-- BEGIN --

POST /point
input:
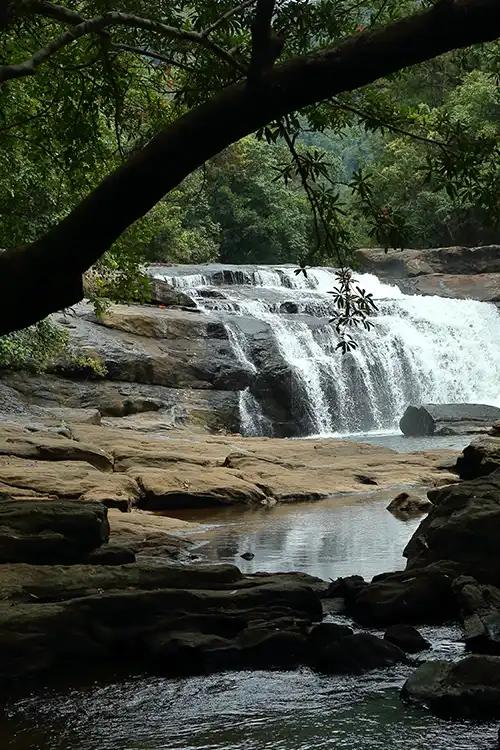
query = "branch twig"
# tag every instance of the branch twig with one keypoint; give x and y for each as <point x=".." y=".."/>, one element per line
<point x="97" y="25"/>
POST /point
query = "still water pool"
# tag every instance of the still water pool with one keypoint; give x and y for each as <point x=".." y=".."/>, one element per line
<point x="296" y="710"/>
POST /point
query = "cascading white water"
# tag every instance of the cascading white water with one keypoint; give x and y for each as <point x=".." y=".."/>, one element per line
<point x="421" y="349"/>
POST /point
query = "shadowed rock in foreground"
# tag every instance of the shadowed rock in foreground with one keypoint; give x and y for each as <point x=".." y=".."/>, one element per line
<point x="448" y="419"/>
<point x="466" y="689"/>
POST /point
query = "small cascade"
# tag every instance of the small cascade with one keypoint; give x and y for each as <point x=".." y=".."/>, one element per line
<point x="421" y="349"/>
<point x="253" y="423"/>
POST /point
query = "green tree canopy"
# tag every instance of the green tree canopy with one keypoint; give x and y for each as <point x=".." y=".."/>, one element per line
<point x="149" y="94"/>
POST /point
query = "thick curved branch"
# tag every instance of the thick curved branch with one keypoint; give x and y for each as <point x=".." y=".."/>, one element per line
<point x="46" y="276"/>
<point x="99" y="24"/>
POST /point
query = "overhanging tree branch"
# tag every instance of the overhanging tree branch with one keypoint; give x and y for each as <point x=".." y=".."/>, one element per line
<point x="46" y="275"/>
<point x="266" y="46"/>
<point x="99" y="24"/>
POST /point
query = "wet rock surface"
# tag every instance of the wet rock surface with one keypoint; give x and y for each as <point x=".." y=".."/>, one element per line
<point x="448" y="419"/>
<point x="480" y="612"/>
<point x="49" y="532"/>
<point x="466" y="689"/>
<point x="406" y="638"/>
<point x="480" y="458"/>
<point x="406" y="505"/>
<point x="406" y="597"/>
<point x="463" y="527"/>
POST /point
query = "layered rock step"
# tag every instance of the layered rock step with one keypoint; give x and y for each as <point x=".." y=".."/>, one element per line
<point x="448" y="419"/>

-- END --
-- BEGIN --

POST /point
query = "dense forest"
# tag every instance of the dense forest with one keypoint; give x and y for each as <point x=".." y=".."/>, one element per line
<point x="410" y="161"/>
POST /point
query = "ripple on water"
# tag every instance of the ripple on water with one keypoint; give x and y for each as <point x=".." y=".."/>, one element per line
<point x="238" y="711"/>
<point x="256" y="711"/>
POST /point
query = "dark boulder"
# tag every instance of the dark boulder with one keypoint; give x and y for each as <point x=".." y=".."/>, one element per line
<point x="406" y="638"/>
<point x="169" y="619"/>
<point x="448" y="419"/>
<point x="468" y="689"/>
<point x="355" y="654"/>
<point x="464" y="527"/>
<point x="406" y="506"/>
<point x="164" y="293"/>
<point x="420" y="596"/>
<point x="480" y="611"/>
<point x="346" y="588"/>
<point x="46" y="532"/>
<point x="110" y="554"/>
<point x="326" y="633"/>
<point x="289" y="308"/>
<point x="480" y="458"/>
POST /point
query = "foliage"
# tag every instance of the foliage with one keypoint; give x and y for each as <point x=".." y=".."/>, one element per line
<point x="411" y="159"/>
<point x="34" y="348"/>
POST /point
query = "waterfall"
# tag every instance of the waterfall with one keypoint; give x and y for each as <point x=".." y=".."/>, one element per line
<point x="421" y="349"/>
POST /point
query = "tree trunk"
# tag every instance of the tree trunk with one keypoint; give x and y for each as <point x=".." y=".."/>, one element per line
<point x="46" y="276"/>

-- END --

◆ Exercise description
Pull out each line in the entries above that contains the word "pool".

◆ Task response
query = "still water pool"
# tag every instance of the still water pool with one keypoint; give x and y for each as <point x=".." y=".."/>, one element per line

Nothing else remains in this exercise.